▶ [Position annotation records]

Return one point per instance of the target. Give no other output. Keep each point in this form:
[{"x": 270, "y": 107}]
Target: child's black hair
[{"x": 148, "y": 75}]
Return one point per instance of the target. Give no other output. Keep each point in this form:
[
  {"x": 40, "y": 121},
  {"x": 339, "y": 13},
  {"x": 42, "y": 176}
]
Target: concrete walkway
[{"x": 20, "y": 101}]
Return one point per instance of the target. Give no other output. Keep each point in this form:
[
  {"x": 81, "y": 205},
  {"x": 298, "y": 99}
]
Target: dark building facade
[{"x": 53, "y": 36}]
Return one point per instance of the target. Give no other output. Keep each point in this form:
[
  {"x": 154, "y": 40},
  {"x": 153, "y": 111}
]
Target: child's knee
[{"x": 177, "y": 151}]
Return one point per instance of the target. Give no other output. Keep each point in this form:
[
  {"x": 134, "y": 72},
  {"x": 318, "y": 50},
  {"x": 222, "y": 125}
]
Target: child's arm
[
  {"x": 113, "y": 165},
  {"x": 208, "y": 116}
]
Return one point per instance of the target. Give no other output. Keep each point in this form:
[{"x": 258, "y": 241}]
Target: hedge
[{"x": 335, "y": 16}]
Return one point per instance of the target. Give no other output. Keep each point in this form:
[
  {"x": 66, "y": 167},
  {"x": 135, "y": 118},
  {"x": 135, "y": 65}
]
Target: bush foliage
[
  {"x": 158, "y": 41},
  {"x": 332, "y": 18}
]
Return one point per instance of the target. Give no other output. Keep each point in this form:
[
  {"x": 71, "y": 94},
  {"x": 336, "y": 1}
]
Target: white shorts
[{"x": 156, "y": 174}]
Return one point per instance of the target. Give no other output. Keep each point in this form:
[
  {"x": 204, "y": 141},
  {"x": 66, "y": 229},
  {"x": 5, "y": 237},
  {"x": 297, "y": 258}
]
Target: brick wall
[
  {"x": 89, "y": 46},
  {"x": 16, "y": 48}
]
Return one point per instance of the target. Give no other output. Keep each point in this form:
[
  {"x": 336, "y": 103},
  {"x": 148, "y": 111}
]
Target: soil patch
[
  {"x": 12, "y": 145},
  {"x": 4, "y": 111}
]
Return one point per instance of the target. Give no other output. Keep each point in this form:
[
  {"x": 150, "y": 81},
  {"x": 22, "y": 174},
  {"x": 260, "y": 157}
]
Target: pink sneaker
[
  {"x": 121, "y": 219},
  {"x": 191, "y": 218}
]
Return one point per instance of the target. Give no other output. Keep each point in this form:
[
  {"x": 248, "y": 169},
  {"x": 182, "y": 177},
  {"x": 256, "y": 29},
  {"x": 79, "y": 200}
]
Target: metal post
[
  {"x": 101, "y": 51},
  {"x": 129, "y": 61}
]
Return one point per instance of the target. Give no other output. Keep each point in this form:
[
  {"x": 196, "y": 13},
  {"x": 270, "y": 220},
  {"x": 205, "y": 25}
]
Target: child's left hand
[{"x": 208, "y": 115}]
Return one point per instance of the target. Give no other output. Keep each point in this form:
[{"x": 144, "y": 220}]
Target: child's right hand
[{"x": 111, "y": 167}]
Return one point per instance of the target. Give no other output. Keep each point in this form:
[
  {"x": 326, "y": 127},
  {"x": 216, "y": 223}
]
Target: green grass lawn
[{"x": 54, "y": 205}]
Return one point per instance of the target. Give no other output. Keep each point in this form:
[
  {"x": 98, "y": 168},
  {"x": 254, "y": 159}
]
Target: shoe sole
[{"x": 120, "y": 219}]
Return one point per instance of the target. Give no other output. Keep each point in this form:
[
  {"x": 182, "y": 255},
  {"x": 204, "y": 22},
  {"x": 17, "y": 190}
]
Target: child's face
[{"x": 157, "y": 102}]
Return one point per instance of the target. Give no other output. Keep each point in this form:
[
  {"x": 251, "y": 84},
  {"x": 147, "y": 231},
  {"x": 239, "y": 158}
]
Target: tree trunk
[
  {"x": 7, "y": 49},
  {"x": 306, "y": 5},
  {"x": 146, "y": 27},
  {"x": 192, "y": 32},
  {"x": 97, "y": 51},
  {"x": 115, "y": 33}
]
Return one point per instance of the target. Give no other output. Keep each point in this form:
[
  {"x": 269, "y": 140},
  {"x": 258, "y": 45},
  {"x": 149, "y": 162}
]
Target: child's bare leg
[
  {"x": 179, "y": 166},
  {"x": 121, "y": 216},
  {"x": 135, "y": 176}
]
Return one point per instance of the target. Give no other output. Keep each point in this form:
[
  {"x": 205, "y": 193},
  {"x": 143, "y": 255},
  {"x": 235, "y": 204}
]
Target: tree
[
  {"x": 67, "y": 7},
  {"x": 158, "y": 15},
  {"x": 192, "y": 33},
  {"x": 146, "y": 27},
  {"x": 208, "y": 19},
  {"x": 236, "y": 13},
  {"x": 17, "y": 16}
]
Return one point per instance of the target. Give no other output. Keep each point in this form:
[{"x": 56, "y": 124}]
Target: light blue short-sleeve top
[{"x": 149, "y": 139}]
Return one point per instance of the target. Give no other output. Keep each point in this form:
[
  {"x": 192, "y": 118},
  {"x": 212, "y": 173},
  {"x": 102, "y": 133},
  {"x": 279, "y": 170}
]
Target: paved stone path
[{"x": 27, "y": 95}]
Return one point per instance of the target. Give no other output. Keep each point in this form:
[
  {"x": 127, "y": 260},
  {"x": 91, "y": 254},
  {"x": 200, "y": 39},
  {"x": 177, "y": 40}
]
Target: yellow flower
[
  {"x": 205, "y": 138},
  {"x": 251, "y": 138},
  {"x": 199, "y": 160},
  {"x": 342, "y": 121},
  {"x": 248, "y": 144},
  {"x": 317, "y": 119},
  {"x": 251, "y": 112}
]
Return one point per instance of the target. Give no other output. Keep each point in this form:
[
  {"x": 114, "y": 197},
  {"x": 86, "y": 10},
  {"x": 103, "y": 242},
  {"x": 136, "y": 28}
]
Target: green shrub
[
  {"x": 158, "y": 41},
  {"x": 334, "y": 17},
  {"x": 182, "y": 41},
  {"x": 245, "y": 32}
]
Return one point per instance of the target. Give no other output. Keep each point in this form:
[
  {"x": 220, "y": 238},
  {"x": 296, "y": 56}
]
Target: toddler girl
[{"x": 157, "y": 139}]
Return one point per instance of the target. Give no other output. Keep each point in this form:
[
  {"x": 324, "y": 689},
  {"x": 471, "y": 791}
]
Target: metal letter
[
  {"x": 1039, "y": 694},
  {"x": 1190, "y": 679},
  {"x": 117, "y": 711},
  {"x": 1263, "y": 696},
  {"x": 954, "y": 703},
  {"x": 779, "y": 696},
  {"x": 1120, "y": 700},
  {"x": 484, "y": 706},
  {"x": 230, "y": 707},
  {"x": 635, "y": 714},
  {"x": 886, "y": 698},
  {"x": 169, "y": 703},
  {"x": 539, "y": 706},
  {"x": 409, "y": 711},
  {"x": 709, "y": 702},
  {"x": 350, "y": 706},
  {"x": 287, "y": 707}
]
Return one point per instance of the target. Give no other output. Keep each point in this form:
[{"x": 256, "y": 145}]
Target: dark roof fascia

▶ [STATED TASK] All records above must be set down exactly, please.

▶ [PROBLEM SOLUTION]
Return one point per instance of the target. Give no other output. Keep each point in this form:
[{"x": 270, "y": 107}]
Target: child's black hair
[{"x": 148, "y": 75}]
Return one point per instance of the target. Give no other output. Keep each point in this form:
[
  {"x": 40, "y": 121},
  {"x": 339, "y": 13},
  {"x": 42, "y": 176}
]
Target: concrete walkway
[{"x": 20, "y": 101}]
Return one point per instance of the target. Give no other output. Keep each point in this form:
[
  {"x": 81, "y": 205},
  {"x": 298, "y": 99}
]
Target: dark building facade
[{"x": 53, "y": 36}]
Return one point per instance of the target. Give no other output. Keep each point in this form:
[
  {"x": 154, "y": 40},
  {"x": 153, "y": 111}
]
Target: child's knee
[{"x": 177, "y": 151}]
Return one point per instance of the target. Give no other output. Keep each point in this form:
[
  {"x": 134, "y": 72},
  {"x": 318, "y": 50},
  {"x": 222, "y": 125}
]
Target: child's arm
[
  {"x": 113, "y": 165},
  {"x": 208, "y": 116}
]
Return one point per instance of the target. Give no other output. Keep each point in this form:
[{"x": 258, "y": 241}]
Target: hedge
[{"x": 335, "y": 16}]
Return one point per instance of the target. Give no other output. Keep each point in this form:
[
  {"x": 66, "y": 167},
  {"x": 135, "y": 118},
  {"x": 135, "y": 65}
]
Target: bush foliage
[
  {"x": 158, "y": 41},
  {"x": 332, "y": 18}
]
Return one point per instance of the target. Give no other output. Keep each point in this form:
[
  {"x": 71, "y": 94},
  {"x": 336, "y": 1}
]
Target: white shorts
[{"x": 156, "y": 174}]
Return one point per instance of the target. Give no other output. Keep each point in this form:
[
  {"x": 204, "y": 141},
  {"x": 66, "y": 229},
  {"x": 5, "y": 237},
  {"x": 297, "y": 258}
]
Target: brick wall
[
  {"x": 89, "y": 46},
  {"x": 16, "y": 48}
]
Return one point per instance of the target. Give no other output. Keep each point in this form:
[
  {"x": 336, "y": 103},
  {"x": 148, "y": 111}
]
Target: soil patch
[
  {"x": 12, "y": 145},
  {"x": 4, "y": 111}
]
Return one point per instance of the target. Give no other output. Keep each point in this form:
[
  {"x": 150, "y": 81},
  {"x": 22, "y": 174},
  {"x": 260, "y": 157}
]
Target: pink sneaker
[
  {"x": 121, "y": 219},
  {"x": 191, "y": 218}
]
Return one point per instance of the target. Give no other output. Keep each point in this form:
[
  {"x": 248, "y": 169},
  {"x": 182, "y": 177},
  {"x": 256, "y": 29},
  {"x": 79, "y": 200}
]
Target: metal post
[
  {"x": 101, "y": 51},
  {"x": 129, "y": 61}
]
Return one point per instance of the target. Give no other output. Keep each point in this form:
[
  {"x": 196, "y": 13},
  {"x": 270, "y": 220},
  {"x": 205, "y": 25}
]
Target: child's left hand
[{"x": 208, "y": 115}]
Return one point per instance of the target. Give no other output. Keep each point in this form:
[{"x": 144, "y": 220}]
Target: child's right hand
[{"x": 111, "y": 167}]
Return one point per instance of the target. Give no other output. Keep each point in this form:
[
  {"x": 326, "y": 127},
  {"x": 216, "y": 223}
]
Target: green grass lawn
[{"x": 54, "y": 205}]
Return one point per instance of the target. Give no other output. Keep each point in this form:
[
  {"x": 98, "y": 168},
  {"x": 254, "y": 159}
]
Target: shoe sole
[{"x": 120, "y": 219}]
Return one point per instance of the target. Give no other output. Keep each point in this form:
[
  {"x": 182, "y": 255},
  {"x": 204, "y": 22},
  {"x": 17, "y": 190}
]
Target: child's face
[{"x": 157, "y": 102}]
Return one point per instance of the target. Give no other output. Keep each point in this form:
[
  {"x": 251, "y": 84},
  {"x": 147, "y": 231},
  {"x": 239, "y": 158}
]
Target: tree trunk
[
  {"x": 7, "y": 49},
  {"x": 306, "y": 5},
  {"x": 146, "y": 27},
  {"x": 192, "y": 32},
  {"x": 97, "y": 51},
  {"x": 115, "y": 33}
]
Return one point per instance of the target. Give no other output. Keep each point in this form:
[
  {"x": 269, "y": 140},
  {"x": 258, "y": 45},
  {"x": 149, "y": 162}
]
Target: child's bare leg
[
  {"x": 179, "y": 166},
  {"x": 121, "y": 216},
  {"x": 135, "y": 176}
]
Return one point per instance of the target. Give no other output. Keep each point in this form:
[
  {"x": 205, "y": 193},
  {"x": 143, "y": 255},
  {"x": 235, "y": 204}
]
Target: tree
[
  {"x": 67, "y": 7},
  {"x": 158, "y": 15},
  {"x": 192, "y": 33},
  {"x": 146, "y": 27},
  {"x": 208, "y": 19},
  {"x": 236, "y": 13},
  {"x": 17, "y": 16}
]
Return one point per instance of the target. Give no other output. Keep each point in this form:
[{"x": 56, "y": 124}]
Target: light blue short-sleeve top
[{"x": 149, "y": 139}]
Return one point per instance of the target. Give no other output. Keep each point in this form:
[
  {"x": 192, "y": 118},
  {"x": 212, "y": 173},
  {"x": 102, "y": 133},
  {"x": 279, "y": 170}
]
Target: paved stone path
[{"x": 27, "y": 95}]
Return one point per instance of the target. Give no other output. Keep each point in this form:
[
  {"x": 127, "y": 260},
  {"x": 91, "y": 254},
  {"x": 200, "y": 39},
  {"x": 177, "y": 40}
]
Target: yellow flower
[
  {"x": 205, "y": 138},
  {"x": 251, "y": 138},
  {"x": 199, "y": 160},
  {"x": 342, "y": 121},
  {"x": 248, "y": 144},
  {"x": 317, "y": 119},
  {"x": 251, "y": 112}
]
Return one point per instance of the target. Give no other output. Keep each point in this form:
[
  {"x": 114, "y": 197},
  {"x": 86, "y": 10},
  {"x": 103, "y": 242},
  {"x": 136, "y": 28}
]
Target: green shrub
[
  {"x": 158, "y": 41},
  {"x": 334, "y": 17},
  {"x": 182, "y": 41},
  {"x": 245, "y": 32}
]
Return one point per instance of the target. Give no other output. Keep each point in this form:
[
  {"x": 220, "y": 238},
  {"x": 296, "y": 56}
]
Target: toddler girl
[{"x": 157, "y": 139}]
Return one point per instance of the target. Give no other output. Keep each point in this form:
[
  {"x": 324, "y": 689},
  {"x": 471, "y": 791}
]
Target: metal letter
[
  {"x": 1039, "y": 694},
  {"x": 1190, "y": 679},
  {"x": 117, "y": 711},
  {"x": 1263, "y": 696},
  {"x": 954, "y": 703},
  {"x": 779, "y": 696},
  {"x": 1120, "y": 700},
  {"x": 484, "y": 706},
  {"x": 230, "y": 707},
  {"x": 635, "y": 714},
  {"x": 886, "y": 698},
  {"x": 169, "y": 703},
  {"x": 539, "y": 706},
  {"x": 409, "y": 711},
  {"x": 709, "y": 702},
  {"x": 350, "y": 706},
  {"x": 287, "y": 707}
]
Return one point per instance of the target. Give no other output. Keep each point in this form:
[{"x": 256, "y": 145}]
Target: dark roof fascia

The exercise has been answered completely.